TASK DATA:
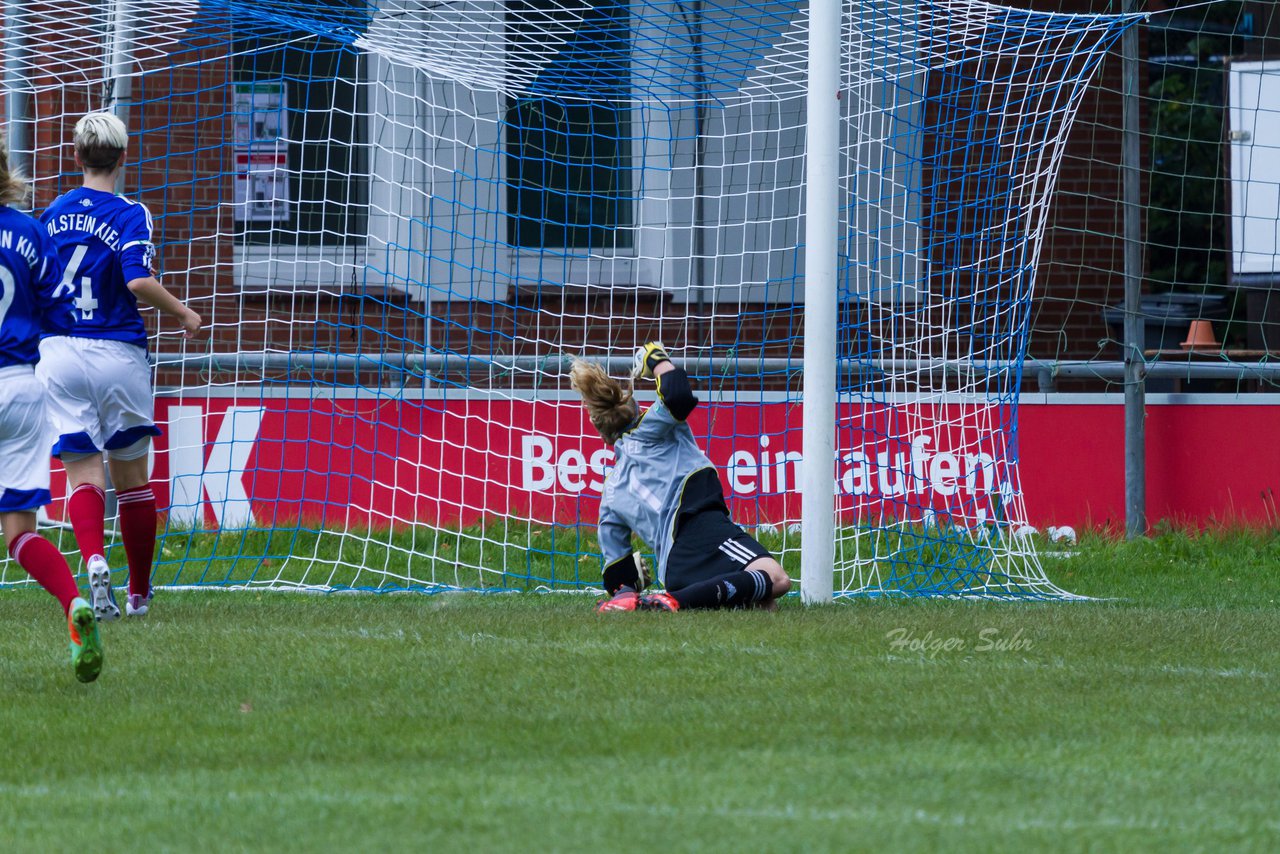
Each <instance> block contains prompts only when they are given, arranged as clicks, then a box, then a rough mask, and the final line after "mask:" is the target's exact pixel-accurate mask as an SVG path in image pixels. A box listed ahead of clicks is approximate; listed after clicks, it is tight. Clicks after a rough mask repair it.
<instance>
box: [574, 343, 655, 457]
mask: <svg viewBox="0 0 1280 854" xmlns="http://www.w3.org/2000/svg"><path fill="white" fill-rule="evenodd" d="M568 379H570V384H571V385H572V387H573V388H575V389H576V391H577V393H579V394H581V396H582V402H584V403H585V405H586V411H588V414H589V415H590V416H591V424H594V425H595V429H596V430H599V431H600V438H603V439H604V440H605V442H608V443H609V444H614V443H616V442H617V440H618V439H620V438H621V437H622V434H623V433H626V430H627V428H630V426H631V425H632V424H634V423H635V420H636V417H637V416H639V415H640V407H639V406H637V405H636V402H635V397H634V396H632V393H631V389H628V388H626V387H623V385H622V383H620V382H618V380H616V379H613V378H612V376H609V375H608V374H607V373H605V371H604V369H603V367H600V366H599V365H596V364H594V362H586V361H582V360H575V361H573V366H572V367H571V369H570V371H568Z"/></svg>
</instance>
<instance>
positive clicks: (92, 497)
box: [67, 484, 106, 563]
mask: <svg viewBox="0 0 1280 854" xmlns="http://www.w3.org/2000/svg"><path fill="white" fill-rule="evenodd" d="M67 516H68V519H70V520H72V531H73V533H74V534H76V544H77V545H79V549H81V557H83V558H84V562H86V563H88V558H91V557H93V556H95V554H105V553H106V544H105V542H104V534H102V528H104V526H105V525H106V495H105V494H104V493H102V488H101V487H95V485H93V484H81V485H79V487H76V489H73V490H72V494H70V498H68V499H67Z"/></svg>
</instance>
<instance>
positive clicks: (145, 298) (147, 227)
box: [120, 205, 204, 338]
mask: <svg viewBox="0 0 1280 854" xmlns="http://www.w3.org/2000/svg"><path fill="white" fill-rule="evenodd" d="M134 210H136V211H137V213H136V214H134V215H133V216H132V218H131V220H129V224H128V229H127V232H125V233H124V236H123V242H124V245H123V246H122V247H120V270H122V271H123V273H124V282H125V287H127V288H129V292H131V293H132V294H133V296H134V297H137V298H138V301H140V302H142V303H143V305H148V306H151V307H152V309H155V310H157V311H163V312H164V314H166V315H169V316H170V318H173V319H174V320H177V321H178V323H179V324H180V325H182V330H183V333H186V335H187V337H188V338H191V337H192V335H195V334H196V333H197V332H200V326H201V325H202V323H204V320H202V319H201V316H200V315H198V314H196V312H195V311H192V310H191V309H188V307H187V305H186V303H184V302H183V301H182V300H179V298H178V297H175V296H174V294H173V293H170V292H169V289H168V288H165V287H164V286H163V284H160V279H157V278H156V277H155V271H154V269H152V262H154V261H155V252H156V248H155V245H152V243H151V214H148V213H147V209H146V207H145V206H143V205H137V207H136V209H134Z"/></svg>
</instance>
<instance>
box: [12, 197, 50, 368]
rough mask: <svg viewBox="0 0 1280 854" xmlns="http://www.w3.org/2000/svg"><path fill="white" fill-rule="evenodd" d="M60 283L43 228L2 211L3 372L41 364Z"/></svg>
mask: <svg viewBox="0 0 1280 854" xmlns="http://www.w3.org/2000/svg"><path fill="white" fill-rule="evenodd" d="M61 278H63V270H61V266H60V265H59V264H58V252H56V251H55V248H54V242H52V241H51V239H49V236H47V234H45V229H44V228H41V225H40V223H37V222H36V219H35V218H32V216H28V215H27V214H23V213H20V211H17V210H14V209H13V207H5V206H0V367H12V366H13V365H35V364H36V362H37V361H40V333H41V318H42V316H46V315H47V314H49V310H50V309H51V306H52V300H54V288H56V287H58V283H59V282H60V280H61Z"/></svg>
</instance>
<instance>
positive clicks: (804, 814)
mask: <svg viewBox="0 0 1280 854" xmlns="http://www.w3.org/2000/svg"><path fill="white" fill-rule="evenodd" d="M191 780H192V781H197V777H191ZM50 793H51V790H50V787H49V786H45V785H13V784H3V782H0V794H3V795H12V796H17V798H31V799H45V798H49V795H50ZM77 796H78V798H82V799H88V800H91V802H105V803H118V802H119V799H122V798H132V799H134V800H136V799H137V798H138V796H142V798H148V799H155V798H157V796H159V798H163V799H165V800H169V802H174V800H180V799H182V798H186V796H187V795H186V794H184V790H183V789H182V787H180V786H177V785H170V786H164V787H151V786H133V785H131V786H128V787H123V786H97V787H82V789H79V790H78V794H77ZM221 798H223V799H225V800H232V802H243V803H282V802H288V803H297V804H308V803H314V804H339V805H348V807H349V805H352V804H387V803H393V804H397V805H404V807H413V808H417V807H421V798H420V796H419V795H417V794H412V793H411V794H404V793H402V791H392V790H388V789H356V787H353V786H351V785H347V786H346V787H343V789H342V790H340V791H333V790H319V789H297V787H288V789H284V787H282V789H260V790H253V789H229V790H225V791H223V793H221ZM215 800H216V799H215ZM512 802H517V803H522V804H525V805H529V807H534V808H543V809H547V810H553V809H554V810H556V812H557V813H561V814H563V813H580V814H584V816H595V817H599V810H600V805H599V804H575V803H571V802H563V800H556V799H554V798H550V796H543V795H539V794H536V793H531V791H509V790H504V791H503V803H506V804H507V805H511V804H512ZM607 809H608V810H609V812H613V813H634V814H636V816H645V817H654V816H668V817H672V818H680V819H689V818H690V817H696V816H708V817H716V818H736V819H746V821H751V819H764V821H787V822H796V821H799V822H806V823H808V822H814V821H819V822H841V823H842V822H850V821H860V822H865V823H872V822H874V823H877V825H879V826H887V823H893V825H929V826H946V827H983V826H997V827H1000V828H1001V830H1014V831H1088V830H1137V831H1174V832H1179V834H1187V835H1192V834H1202V832H1204V830H1206V821H1197V822H1194V823H1184V822H1176V823H1175V822H1162V821H1152V819H1139V818H1133V817H1129V816H1096V817H1089V818H1088V819H1074V818H1053V817H1046V818H1014V817H1010V816H1006V814H1000V813H978V814H973V816H969V814H965V813H938V812H929V810H924V809H901V808H878V807H874V805H869V804H859V805H850V807H847V808H835V809H832V808H826V809H813V808H804V807H795V805H791V804H788V805H786V807H782V808H773V809H771V808H759V807H704V808H701V809H699V808H698V804H692V803H686V804H682V805H680V807H675V805H668V804H632V803H627V802H626V800H616V802H612V803H611V804H609V805H608V808H607ZM1204 818H1206V819H1208V821H1207V823H1208V827H1211V828H1212V830H1216V831H1230V832H1248V831H1249V828H1248V827H1245V826H1242V823H1240V822H1234V821H1233V822H1222V821H1215V819H1221V818H1222V814H1221V813H1211V816H1206V817H1204ZM1254 830H1266V831H1272V832H1274V831H1277V830H1280V821H1267V822H1262V823H1261V825H1256V826H1254Z"/></svg>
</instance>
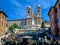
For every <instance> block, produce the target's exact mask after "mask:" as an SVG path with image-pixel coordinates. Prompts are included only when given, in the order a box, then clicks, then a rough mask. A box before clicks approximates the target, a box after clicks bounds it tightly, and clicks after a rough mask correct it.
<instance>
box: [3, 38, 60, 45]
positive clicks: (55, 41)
mask: <svg viewBox="0 0 60 45" xmlns="http://www.w3.org/2000/svg"><path fill="white" fill-rule="evenodd" d="M3 45H60V44H59V43H58V40H56V41H55V42H53V41H51V43H49V42H45V41H36V42H34V43H33V44H29V42H28V39H23V40H19V39H18V40H16V39H9V40H8V41H5V42H4V44H3Z"/></svg>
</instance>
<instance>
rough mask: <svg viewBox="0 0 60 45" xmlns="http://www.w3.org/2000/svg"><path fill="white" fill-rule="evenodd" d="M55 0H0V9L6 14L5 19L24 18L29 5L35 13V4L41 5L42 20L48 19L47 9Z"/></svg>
mask: <svg viewBox="0 0 60 45" xmlns="http://www.w3.org/2000/svg"><path fill="white" fill-rule="evenodd" d="M56 1H57V0H0V7H1V9H2V10H3V11H4V12H5V13H6V14H7V15H8V18H7V20H15V19H25V18H26V16H27V15H26V8H27V6H31V7H32V8H33V11H34V13H36V6H37V5H41V8H42V18H43V20H46V21H49V17H48V11H49V9H50V8H51V6H54V4H55V3H56Z"/></svg>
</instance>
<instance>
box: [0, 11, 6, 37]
mask: <svg viewBox="0 0 60 45" xmlns="http://www.w3.org/2000/svg"><path fill="white" fill-rule="evenodd" d="M6 17H7V15H6V14H5V13H4V12H3V11H0V36H3V35H5V34H6V32H5V30H6V22H7V21H6Z"/></svg>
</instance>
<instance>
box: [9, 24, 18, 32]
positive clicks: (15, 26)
mask: <svg viewBox="0 0 60 45" xmlns="http://www.w3.org/2000/svg"><path fill="white" fill-rule="evenodd" d="M15 28H19V27H18V25H17V24H15V23H14V24H13V25H12V26H10V27H9V30H11V31H13V30H14V29H15Z"/></svg>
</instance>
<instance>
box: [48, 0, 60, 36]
mask: <svg viewBox="0 0 60 45" xmlns="http://www.w3.org/2000/svg"><path fill="white" fill-rule="evenodd" d="M49 17H50V24H51V33H52V34H53V35H55V36H60V0H57V2H56V4H55V6H53V7H51V9H50V11H49Z"/></svg>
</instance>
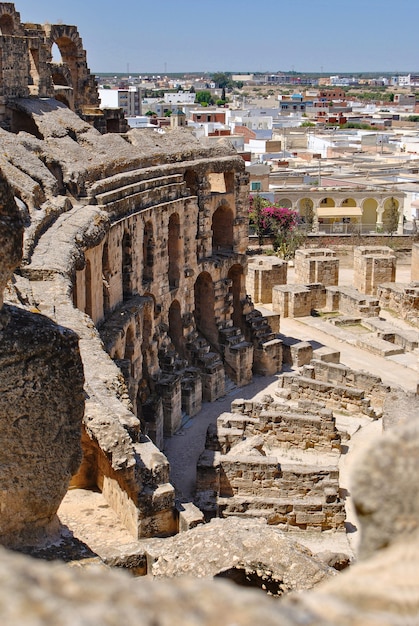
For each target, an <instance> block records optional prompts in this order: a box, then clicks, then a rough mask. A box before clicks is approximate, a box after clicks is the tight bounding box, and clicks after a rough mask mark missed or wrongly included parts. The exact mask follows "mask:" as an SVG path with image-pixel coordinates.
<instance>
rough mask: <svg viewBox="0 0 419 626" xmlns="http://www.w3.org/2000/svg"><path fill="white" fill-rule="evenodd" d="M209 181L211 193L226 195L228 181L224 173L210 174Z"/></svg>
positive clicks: (209, 173) (208, 183)
mask: <svg viewBox="0 0 419 626" xmlns="http://www.w3.org/2000/svg"><path fill="white" fill-rule="evenodd" d="M207 180H208V184H209V187H210V191H211V193H226V179H225V177H224V174H223V173H222V172H210V173H209V174H207Z"/></svg>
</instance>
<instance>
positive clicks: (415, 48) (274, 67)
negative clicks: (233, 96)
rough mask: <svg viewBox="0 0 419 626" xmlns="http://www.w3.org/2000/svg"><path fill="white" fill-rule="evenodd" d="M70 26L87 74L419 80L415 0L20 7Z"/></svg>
mask: <svg viewBox="0 0 419 626" xmlns="http://www.w3.org/2000/svg"><path fill="white" fill-rule="evenodd" d="M15 7H16V10H17V11H19V12H20V15H21V19H22V21H23V22H35V23H44V22H50V23H57V22H63V23H64V24H75V25H76V26H77V27H78V30H79V33H80V35H81V37H82V39H83V44H84V47H85V48H86V50H87V61H88V65H89V67H90V69H91V71H92V72H127V70H129V72H130V73H138V72H140V73H146V72H147V73H154V74H163V73H166V72H183V71H185V72H186V71H207V72H215V71H234V72H240V71H261V72H265V71H266V72H275V71H279V70H282V71H290V70H295V71H297V72H304V71H307V72H327V73H339V72H362V71H365V72H367V71H370V72H372V71H374V72H379V71H383V72H393V73H407V72H409V71H412V72H419V46H418V43H417V41H418V38H419V36H418V30H419V0H346V1H342V0H299V1H298V0H294V1H292V0H285V2H281V0H209V1H205V0H160V1H159V2H155V3H153V2H150V0H148V1H147V2H146V1H145V0H124V1H123V2H119V3H118V2H115V1H114V0H112V2H111V1H110V0H36V2H35V1H34V0H17V2H15Z"/></svg>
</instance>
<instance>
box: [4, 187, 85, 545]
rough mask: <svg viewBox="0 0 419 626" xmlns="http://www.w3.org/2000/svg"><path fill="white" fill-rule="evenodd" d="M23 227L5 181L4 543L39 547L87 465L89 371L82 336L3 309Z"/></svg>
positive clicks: (54, 523) (4, 225) (22, 311)
mask: <svg viewBox="0 0 419 626" xmlns="http://www.w3.org/2000/svg"><path fill="white" fill-rule="evenodd" d="M22 232H23V227H22V222H21V218H20V216H19V213H18V209H17V206H16V204H15V201H14V198H13V195H12V193H11V190H10V188H9V186H8V185H7V183H6V181H5V180H4V178H3V177H2V178H1V179H0V247H1V250H2V254H1V259H0V336H1V342H0V442H1V449H2V452H1V462H0V494H1V506H0V508H1V515H0V543H2V544H5V545H10V546H18V545H28V544H33V543H36V542H37V541H40V540H41V539H43V538H45V536H46V535H47V534H49V533H51V532H53V530H56V527H57V521H56V516H55V514H56V512H57V509H58V506H59V504H60V502H61V500H62V498H63V497H64V494H65V492H66V490H67V488H68V484H69V482H70V479H71V476H72V474H74V473H75V472H76V471H77V468H78V465H79V463H80V460H81V446H80V432H81V420H82V417H83V412H84V393H83V380H84V378H83V367H82V363H81V359H80V354H79V350H78V342H77V337H76V335H75V333H73V332H71V331H70V330H68V329H65V328H63V327H61V326H57V325H56V324H55V323H54V322H52V321H50V320H49V319H47V318H46V317H44V316H42V315H39V314H36V313H31V312H29V311H25V310H24V309H22V308H18V307H14V306H9V305H3V291H4V287H5V283H6V281H7V280H8V279H9V278H10V277H11V274H12V271H13V269H14V268H15V267H16V265H17V264H18V262H19V261H20V258H21V255H22Z"/></svg>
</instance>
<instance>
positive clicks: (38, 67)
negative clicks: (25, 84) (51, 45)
mask: <svg viewBox="0 0 419 626" xmlns="http://www.w3.org/2000/svg"><path fill="white" fill-rule="evenodd" d="M29 84H30V85H31V87H32V89H31V95H33V96H37V95H38V94H39V48H29Z"/></svg>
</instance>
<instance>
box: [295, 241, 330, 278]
mask: <svg viewBox="0 0 419 626" xmlns="http://www.w3.org/2000/svg"><path fill="white" fill-rule="evenodd" d="M338 281H339V259H338V258H337V257H336V252H334V250H330V249H329V248H314V249H313V248H311V249H310V248H308V249H301V250H297V251H296V253H295V282H296V283H299V284H302V285H307V284H309V283H321V284H323V285H324V286H325V287H329V286H330V285H337V284H338Z"/></svg>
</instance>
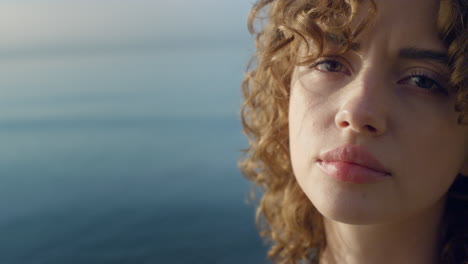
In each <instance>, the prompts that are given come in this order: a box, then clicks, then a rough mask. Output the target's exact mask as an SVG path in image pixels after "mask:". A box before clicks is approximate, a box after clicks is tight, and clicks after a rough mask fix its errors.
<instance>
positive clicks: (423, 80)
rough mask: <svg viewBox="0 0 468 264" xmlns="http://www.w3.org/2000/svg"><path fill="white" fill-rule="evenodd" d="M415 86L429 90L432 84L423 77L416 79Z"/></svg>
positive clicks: (430, 82) (417, 78)
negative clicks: (415, 85)
mask: <svg viewBox="0 0 468 264" xmlns="http://www.w3.org/2000/svg"><path fill="white" fill-rule="evenodd" d="M416 84H417V85H418V86H420V87H423V88H431V87H432V82H431V80H429V79H428V78H424V77H417V78H416Z"/></svg>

REQUIREMENT: Search the data for the string "only" and copy every line where it appears.

YOUR SOLUTION:
Each <instance> block contains prompts only when they are given, arranged as clicks, then a box, then a rough mask, and the final line after "mask:" is the target's exact pixel-accurate mask as an SVG path in image pixels. A box listed ahead of clicks is approximate; listed after clicks, it is tight. Clicks after a rough mask repair it.
For every <instance> block, produce the target's exact mask after "mask:" as an SVG path with image-pixel coordinates. Prompts are included only when given, in the order a box, then clicks, then a rough mask. A box before clicks approximates the target, a box after clicks bounds it tightly, and clicks after a rough mask correct it.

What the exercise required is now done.